===== DATASET RECORDS

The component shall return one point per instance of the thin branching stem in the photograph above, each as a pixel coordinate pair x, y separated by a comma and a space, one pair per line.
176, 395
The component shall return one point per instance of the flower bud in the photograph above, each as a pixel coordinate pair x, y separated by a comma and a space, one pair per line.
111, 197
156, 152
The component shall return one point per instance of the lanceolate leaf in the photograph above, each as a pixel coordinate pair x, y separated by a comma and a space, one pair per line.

==========
===== DATASET RECORDS

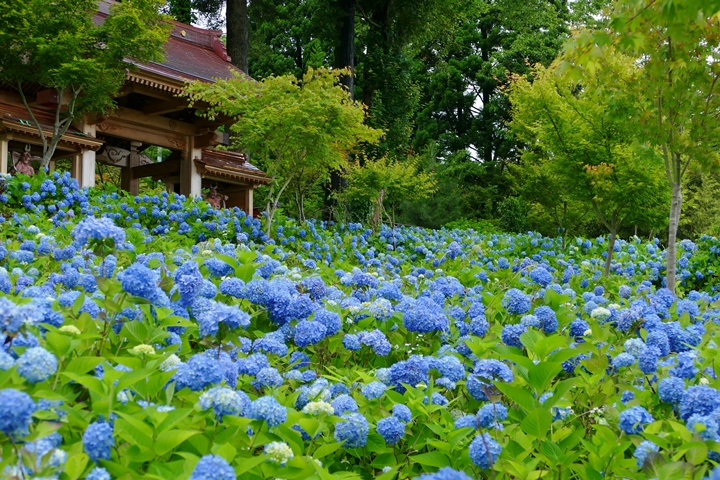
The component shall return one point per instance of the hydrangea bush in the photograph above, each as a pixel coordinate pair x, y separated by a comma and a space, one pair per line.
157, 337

==========

* **WRITTEN EXERCISE**
Count the lines in the records that contain the string "point", treating uppercase and lowercase as different. Reply with the number alone.

* **RESULT**
4